### Passage for review ###
The picture above is of Dr. Joseph Sailer, who lived from 1867 to 1928. This picture apparently shows him in his uniform as a member of the U.S. Army Medical Corps, in which he served in World War I. He was my grandfather, the husband of Mary Lowber Strawbridge. In the family papers there is a typed document with the heading “Joseph Sailer,” with the author listed as David Riesman, M.D., Sc.D. It evidently was written as a tribute upon the death of Dr. Sailer. Its two and a half pages give an account of the highlights of his life, largely from a medical perspective. I will set forth a few excerpts here.
According to this document, Dr. Joseph Sailer received his Bachelor of Philosophy (Ph.B.) degree from the University of Pennsylvania at age 18 and received his M.D. degree several years later, in 1891. He then served as an intern at Presbyterian Hospital and at Philadelphia General Hospital. He next spent three years studying in Europe, mainly in Zurich, Paris, and Vienna, focusing especially on neurology and pathology. He later became instructor in clinical medicine at the University of Pennsylvania, then assistant professor, and, in 1912, full professor.
He also became an expert in the newly developed field of gastroenterology, in which he presented and published many important papers. In 1921 he was elected president of the American Gastro-Enterological Association. At the banquet of that association in 1923, Dr. Sailer gave a “delightful personal account of his interest in travel and exploration, in Ghengis Khan, the great Mongol Conqueror, [which included] his incidental reference to the versatile Thomas Young, physician, physicist, Egyptologist, and expert dancer.”
### Data section ###
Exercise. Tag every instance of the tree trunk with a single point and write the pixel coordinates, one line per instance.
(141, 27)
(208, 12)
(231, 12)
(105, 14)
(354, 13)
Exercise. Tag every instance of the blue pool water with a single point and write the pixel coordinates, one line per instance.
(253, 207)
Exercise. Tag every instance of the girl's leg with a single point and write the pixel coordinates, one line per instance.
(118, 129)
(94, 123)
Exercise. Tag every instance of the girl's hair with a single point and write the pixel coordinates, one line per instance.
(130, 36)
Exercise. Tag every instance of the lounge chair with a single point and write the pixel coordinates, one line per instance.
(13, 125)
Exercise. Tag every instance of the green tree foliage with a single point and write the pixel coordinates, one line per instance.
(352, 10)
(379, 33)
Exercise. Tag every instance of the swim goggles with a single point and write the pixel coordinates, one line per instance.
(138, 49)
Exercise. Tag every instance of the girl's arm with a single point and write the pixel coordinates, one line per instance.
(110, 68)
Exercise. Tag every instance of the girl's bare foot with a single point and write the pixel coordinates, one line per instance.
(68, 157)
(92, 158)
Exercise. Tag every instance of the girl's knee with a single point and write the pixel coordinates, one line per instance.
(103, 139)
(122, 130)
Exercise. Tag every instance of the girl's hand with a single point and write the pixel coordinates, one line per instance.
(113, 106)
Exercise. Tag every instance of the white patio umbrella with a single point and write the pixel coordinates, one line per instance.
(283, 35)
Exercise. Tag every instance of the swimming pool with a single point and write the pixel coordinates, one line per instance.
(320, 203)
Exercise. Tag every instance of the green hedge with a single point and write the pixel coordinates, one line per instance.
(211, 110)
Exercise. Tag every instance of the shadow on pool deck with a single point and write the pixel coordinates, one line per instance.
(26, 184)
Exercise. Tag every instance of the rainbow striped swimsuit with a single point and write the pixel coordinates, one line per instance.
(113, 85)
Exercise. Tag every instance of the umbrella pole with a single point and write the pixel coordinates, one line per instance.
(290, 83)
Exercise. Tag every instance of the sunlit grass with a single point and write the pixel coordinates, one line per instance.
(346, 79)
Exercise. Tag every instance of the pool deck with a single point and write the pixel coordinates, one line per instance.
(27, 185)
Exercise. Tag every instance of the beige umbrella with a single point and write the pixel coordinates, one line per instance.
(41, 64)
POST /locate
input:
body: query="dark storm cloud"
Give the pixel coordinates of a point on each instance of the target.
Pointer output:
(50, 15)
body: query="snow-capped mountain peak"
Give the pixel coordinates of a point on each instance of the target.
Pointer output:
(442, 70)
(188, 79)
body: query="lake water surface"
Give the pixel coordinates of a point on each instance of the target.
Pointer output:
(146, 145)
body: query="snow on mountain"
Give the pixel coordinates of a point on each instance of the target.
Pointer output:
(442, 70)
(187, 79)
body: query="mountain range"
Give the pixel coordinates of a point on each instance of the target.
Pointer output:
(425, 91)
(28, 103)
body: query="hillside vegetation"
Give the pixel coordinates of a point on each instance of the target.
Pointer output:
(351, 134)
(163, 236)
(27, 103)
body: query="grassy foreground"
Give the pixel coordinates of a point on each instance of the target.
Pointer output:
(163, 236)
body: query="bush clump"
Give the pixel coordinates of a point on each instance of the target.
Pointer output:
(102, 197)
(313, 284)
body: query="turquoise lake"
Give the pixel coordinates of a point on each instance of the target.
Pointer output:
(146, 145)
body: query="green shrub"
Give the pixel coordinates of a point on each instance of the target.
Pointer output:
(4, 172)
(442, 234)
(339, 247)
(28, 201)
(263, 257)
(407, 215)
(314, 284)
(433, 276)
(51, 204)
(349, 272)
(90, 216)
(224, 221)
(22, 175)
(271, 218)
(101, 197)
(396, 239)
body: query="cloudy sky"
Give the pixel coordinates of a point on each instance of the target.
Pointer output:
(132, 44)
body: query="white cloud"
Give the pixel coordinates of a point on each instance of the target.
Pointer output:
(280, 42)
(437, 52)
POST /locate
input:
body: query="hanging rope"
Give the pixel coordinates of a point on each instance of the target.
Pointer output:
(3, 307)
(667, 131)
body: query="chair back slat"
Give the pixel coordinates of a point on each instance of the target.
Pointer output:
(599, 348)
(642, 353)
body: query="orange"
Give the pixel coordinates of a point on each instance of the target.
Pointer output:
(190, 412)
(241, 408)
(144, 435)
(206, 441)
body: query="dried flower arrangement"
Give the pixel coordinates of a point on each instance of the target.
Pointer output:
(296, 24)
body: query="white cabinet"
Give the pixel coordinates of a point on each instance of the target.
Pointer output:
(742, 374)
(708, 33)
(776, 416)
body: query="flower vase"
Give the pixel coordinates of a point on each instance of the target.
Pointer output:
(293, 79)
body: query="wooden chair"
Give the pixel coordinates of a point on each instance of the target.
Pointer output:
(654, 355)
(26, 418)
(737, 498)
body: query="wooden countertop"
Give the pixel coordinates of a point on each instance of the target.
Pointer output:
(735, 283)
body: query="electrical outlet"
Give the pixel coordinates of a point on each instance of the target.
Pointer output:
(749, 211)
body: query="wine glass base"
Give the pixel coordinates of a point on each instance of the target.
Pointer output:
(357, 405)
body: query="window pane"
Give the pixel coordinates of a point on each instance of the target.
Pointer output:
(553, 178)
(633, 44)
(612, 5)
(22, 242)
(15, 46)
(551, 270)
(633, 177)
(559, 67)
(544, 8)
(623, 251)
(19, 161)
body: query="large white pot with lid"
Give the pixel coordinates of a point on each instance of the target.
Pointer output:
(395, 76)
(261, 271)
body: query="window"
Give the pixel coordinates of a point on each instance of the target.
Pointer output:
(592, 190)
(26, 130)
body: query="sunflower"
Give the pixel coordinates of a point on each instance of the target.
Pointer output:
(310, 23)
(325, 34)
###
• **Exercise requirements**:
• 1. Rewrite the passage about Dr. Joseph Sailer, starting at "According to this" and ending at "1912, full professor.", with "Zurich" changed to "Geneva".
• 2. According to the passage about Dr. Joseph Sailer, in what year was he elected president of the American Gastro-Enterological Association?
• 3. Write the next part of the passage about Dr. Joseph Sailer, picking up after its last sentence.
The records are not needed for any of this work.

• **Answers in order**:
• 1.
According to this document, Dr. Joseph Sailer received his Bachelor of Philosophy (Ph.B.) degree from the University of Pennsylvania at age 18 and received his M.D. degree several years later, in 1891. He then served as an intern at Presbyterian Hospital and at Philadelphia General Hospital. He next spent three years studying in Europe, mainly in Geneva, Paris, and Vienna, focusing especially on neurology and pathology. He later became instructor in clinical medicine at the University of Pennsylvania, then assistant professor, and, in 1912, full professor.

• 2. 1921

• 3.
Besides gastroenterology, Dr. Sailer did considerable work in neurology, general clinical medicine, and cardiology. He was a founder of the American Heart Associa tion. In World War I he served as medical consultant at Vichy in France.
Dr. Riesman also included some personal notes in his sketch. He spoke of his friendship with Dr. Sailer, which “was renewed when we became near neighbors on 16th Street. Whenever we would have a little leisure we would be together. Once or twice a week, usually after eleven at night, we would play a game of chess at either his or my office. In order not to disturb the household a knock at the front window of the lower story was the agreed signal that the play might begin. With characteristic thoroughness Sailer had mastered the game so well that I seldom emerged as victor. But by and by his knock grew rarer and rarer. I began to suspect that another game was absorbing his interest. My surmise was correct for in February 1901, he married a charming young lady, Mary Lowber Strawbridge. The union was blessed with ten children.